## [Obiettivi]
a - Trascrivi dal brano sulla Lega Democratica Nazionale il tratto che va da "La Lega Democratica" fino a "Lega democratico-cristiana autonoma.".
b - Traduci in inglese questa frase del brano sulla Lega Democratica Nazionale: "Prendendo nota ora delle manifestazioni di vitalità date dalla Lega, non mi contradico nè mi ricredo."

## [Brano estratto]
La Lega Democratica Nazionale.

Suo scopo – Sua posizione di fronte al cattolicismo – Sua posizione nella vita pubblica.

Ma è necessario che noi interrompiamo la esposizione di questi dibattiti apologetico-filosofici per accennare brevemente all'operosità spiegata con nuova energia in questo periodo di tempo dalla Lega democratico-cristiana autonoma.

Io ho scritto in una delle mie lettere che ormai la democrazia cristiana è morta e sepolta. Prendendo nota ora delle manifestazioni di vitalità date dalla Lega, non mi contradico nè mi ricredo. Io intendevo parlare di quella democrazia organizzata da D. Romolo Murri verso il 1902 e che rappresentava un gruppo così ligio al Vaticano e così anacronisticamente attaccato alle sue rivendicazioni temporali, da poterlo veramente chiamare, con un appellativo simile a quello che D. Murri dedica oggi a qualche società democratica addomesticata, la democrazia di S. Santità. Quella specie di democrazia cristiana, che credeva di poter entrare nella vita politica nazionale nel più perfetto idillio coi dirigenti la politica vaticana, al grido: «Con Roma, e per Roma sempre» quella sì, è morta e sepolta sul serio. Se rinascerà, o è rinata, non si distingue in alcun modo dal clericalismo puro.

## [Dati forniti]
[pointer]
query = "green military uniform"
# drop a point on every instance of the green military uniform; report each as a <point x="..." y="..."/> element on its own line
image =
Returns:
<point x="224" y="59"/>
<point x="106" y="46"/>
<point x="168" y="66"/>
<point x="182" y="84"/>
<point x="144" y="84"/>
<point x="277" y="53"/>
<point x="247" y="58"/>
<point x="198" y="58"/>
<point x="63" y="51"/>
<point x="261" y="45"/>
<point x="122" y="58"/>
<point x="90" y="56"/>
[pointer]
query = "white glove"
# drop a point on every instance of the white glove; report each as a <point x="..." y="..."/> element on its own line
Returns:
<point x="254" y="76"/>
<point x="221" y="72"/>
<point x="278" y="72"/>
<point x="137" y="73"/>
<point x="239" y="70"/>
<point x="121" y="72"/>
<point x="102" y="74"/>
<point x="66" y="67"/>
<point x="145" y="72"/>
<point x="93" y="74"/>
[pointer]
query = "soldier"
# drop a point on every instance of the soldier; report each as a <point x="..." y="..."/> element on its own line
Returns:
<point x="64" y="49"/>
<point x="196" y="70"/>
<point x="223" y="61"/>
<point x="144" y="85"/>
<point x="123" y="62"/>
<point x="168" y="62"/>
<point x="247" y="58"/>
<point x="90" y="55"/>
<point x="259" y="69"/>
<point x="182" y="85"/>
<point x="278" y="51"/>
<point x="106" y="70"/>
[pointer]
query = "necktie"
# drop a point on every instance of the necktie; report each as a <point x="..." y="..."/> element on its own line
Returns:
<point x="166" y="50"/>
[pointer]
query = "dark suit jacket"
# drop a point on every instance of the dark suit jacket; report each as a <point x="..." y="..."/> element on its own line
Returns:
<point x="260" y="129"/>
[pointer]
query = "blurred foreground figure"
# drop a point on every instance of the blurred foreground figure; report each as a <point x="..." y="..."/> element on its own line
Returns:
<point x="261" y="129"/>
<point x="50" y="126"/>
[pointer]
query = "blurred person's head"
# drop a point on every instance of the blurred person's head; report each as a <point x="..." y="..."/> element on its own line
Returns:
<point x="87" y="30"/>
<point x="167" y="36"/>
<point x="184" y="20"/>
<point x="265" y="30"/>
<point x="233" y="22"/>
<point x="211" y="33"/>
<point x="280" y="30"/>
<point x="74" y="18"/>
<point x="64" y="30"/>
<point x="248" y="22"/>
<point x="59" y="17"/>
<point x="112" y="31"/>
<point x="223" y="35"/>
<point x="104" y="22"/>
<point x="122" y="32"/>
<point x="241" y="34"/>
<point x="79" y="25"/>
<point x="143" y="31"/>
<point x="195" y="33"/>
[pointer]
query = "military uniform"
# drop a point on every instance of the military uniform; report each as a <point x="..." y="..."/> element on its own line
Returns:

## [Risposte per compito]
a -
La Lega Democratica Nazionale.

Suo scopo – Sua posizione di fronte al cattolicismo – Sua posizione nella vita pubblica.

Ma è necessario che noi interrompiamo la esposizione di questi dibattiti apologetico-filosofici per accennare brevemente all'operosità spiegata con nuova energia in questo periodo di tempo dalla Lega democratico-cristiana autonoma.

b - Taking note now of the signs of vitality shown by the League, I neither contradict myself nor change my mind.